Copy each line below exactly as it appears. Pictures are to be omitted.

──────────────────────────────

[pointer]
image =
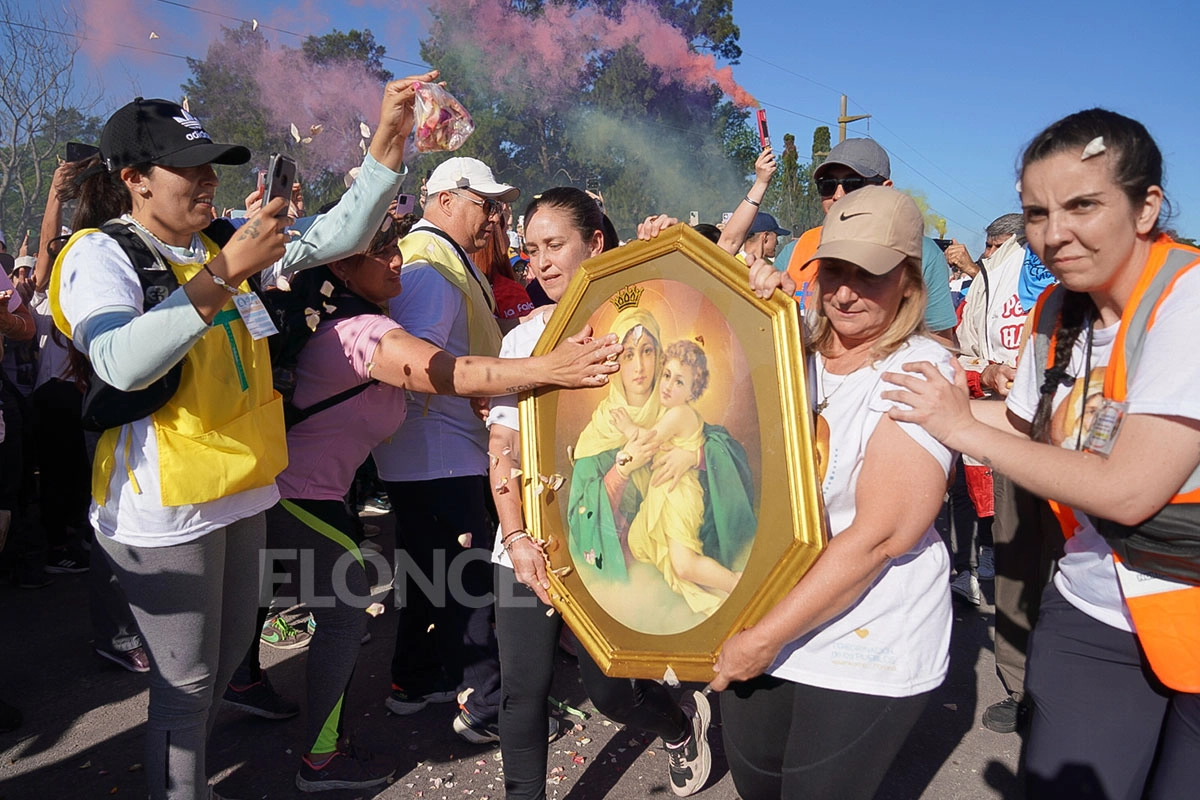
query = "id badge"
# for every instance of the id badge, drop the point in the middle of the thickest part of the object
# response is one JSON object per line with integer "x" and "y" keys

──────────────────────────────

• Response to this exercise
[pointer]
image =
query = "id badge"
# for every instance of the id badge, drop the point in the middle of the thickest part of the object
# response is one JSON object per line with integer "x" and "y" keys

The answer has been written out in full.